Records from a point labeling set:
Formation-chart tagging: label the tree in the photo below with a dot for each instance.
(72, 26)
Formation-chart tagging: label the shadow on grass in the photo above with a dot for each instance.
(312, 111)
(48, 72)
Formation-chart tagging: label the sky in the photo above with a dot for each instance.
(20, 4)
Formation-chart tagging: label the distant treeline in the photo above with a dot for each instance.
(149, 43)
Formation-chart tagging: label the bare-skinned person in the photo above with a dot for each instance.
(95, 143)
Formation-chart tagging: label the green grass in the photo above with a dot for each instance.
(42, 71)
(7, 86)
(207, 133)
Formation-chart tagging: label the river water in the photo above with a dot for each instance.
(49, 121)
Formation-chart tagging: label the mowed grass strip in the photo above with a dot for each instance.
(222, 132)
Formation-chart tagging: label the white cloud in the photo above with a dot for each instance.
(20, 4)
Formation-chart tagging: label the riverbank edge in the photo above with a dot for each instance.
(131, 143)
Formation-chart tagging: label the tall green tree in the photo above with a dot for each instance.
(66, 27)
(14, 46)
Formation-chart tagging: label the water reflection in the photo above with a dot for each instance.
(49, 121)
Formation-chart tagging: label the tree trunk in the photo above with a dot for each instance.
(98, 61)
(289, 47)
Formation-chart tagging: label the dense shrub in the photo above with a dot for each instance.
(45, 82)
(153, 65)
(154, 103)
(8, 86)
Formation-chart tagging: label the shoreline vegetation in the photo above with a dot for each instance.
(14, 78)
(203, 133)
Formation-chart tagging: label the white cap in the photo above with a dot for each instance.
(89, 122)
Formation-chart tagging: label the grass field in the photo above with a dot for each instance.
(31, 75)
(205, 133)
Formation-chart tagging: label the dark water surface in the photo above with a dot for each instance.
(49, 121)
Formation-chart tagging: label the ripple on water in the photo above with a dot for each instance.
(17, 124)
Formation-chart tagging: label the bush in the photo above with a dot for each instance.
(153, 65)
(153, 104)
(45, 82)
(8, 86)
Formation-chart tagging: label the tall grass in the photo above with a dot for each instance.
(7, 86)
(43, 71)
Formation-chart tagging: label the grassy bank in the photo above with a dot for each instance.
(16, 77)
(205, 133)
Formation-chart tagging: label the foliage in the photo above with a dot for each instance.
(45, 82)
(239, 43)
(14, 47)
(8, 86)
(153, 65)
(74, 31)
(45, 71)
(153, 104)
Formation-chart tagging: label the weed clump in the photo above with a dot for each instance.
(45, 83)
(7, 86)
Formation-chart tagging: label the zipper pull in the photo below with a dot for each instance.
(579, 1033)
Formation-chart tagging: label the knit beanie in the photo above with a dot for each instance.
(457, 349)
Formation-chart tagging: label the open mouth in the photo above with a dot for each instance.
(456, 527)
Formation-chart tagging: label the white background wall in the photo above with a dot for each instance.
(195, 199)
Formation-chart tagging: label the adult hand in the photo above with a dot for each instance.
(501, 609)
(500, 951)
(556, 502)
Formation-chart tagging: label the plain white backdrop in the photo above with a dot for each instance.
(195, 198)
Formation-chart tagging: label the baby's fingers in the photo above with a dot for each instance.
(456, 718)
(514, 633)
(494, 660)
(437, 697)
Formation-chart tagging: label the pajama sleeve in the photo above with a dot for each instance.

SET EXERCISE:
Please output the entire listing exactly as it stands.

RESULT OF THE EXERCISE:
Formation-chart tagging: label the tree in the photo below with a dot for each instance.
(72, 26)
Formation-chart tagging: label the shadow on grass in the photo above with a dot for each instance.
(312, 111)
(48, 72)
Formation-chart tagging: label the sky in the photo above with a dot for each instance.
(20, 4)
Formation-chart tagging: label the distant treeline in the photo above with a dot for each instance.
(149, 43)
Formation-chart tagging: label the bare-skinned person in the photo above with a dot for each instance.
(95, 143)
Formation-chart tagging: label the green grass in the photo above with a dot for each instance.
(42, 71)
(7, 86)
(207, 133)
Formation-chart tagging: label the river water in the photo above with a dot for each instance.
(49, 121)
Formation-chart tagging: label the mowed grass strip in the photo above with a dot for each instance.
(222, 132)
Formation-chart tagging: label the white cloud in the photo above with a dot for each instance.
(20, 4)
Formation-chart tagging: label the riverbank edge in the photo above with a dot for each instance.
(131, 143)
Formation-chart tagging: label the tall green tree in the photo above with a dot for each instance.
(66, 27)
(14, 46)
Formation-chart tagging: label the water reflection in the photo above with a dot for each instance.
(49, 121)
Formation-chart tagging: label the tree trunk in the photo above with a dot for each instance.
(98, 61)
(289, 47)
Formation-chart tagging: label the dense shrub in the photo above with a dot for each instance.
(45, 82)
(153, 65)
(154, 103)
(8, 86)
Formation-chart tagging: label the shoreline vegetation in the photo above with a dot for each instance.
(14, 78)
(203, 133)
Formation-chart tagging: label the white cap in the photo above with a dot for each instance.
(89, 122)
Formation-chart tagging: label the grass field in the photo above with a dot for each instance.
(31, 75)
(205, 133)
Formation-chart tagging: label the dark water surface in the photo above with a dot for each instance.
(49, 121)
Formation-chart tagging: label the ripple on water in the photo above with a dot for each instance.
(17, 124)
Formation-chart tagging: label the bush in the photo above with a dot for each instance.
(153, 65)
(153, 104)
(45, 82)
(8, 86)
Formation-chart tagging: label the tall grass in the photo above with a dot for each instance.
(7, 86)
(43, 71)
Formation-chart tagging: label the grassy bank in the photo above with a dot for each instance.
(16, 77)
(205, 133)
Formation-chart tagging: label the foliage in the photo above with a dot for each instance.
(45, 82)
(239, 43)
(14, 47)
(8, 86)
(153, 65)
(74, 31)
(45, 71)
(153, 104)
Formation-chart tagging: label the weed clump in the photo above with a dot for each instance.
(45, 83)
(7, 86)
Formation-chart tagging: label the zipper pull in the photo below with a dot for each instance.
(579, 1033)
Formation-chart tagging: label the knit beanie in the photo above with a dot for each instance.
(457, 349)
Formation-chart tagging: label the open mouth in the photo above with a dot for each instance.
(456, 527)
Formation-chart tagging: label the white background wall in the photo above with a dot for each instance.
(195, 199)
Formation-chart tagging: label the adult hand in the photo above with a dot for each instance.
(501, 609)
(500, 951)
(556, 502)
Formation-chart tagging: label the plain white backdrop in the photo above with a dot for each instance.
(195, 198)
Formation-chart tagging: label the baby's fingers in the photo above with a dot for each instance.
(456, 718)
(514, 633)
(494, 660)
(437, 697)
Formation-chart tagging: label the pajama sleeve in the photo above with a dot for each instance.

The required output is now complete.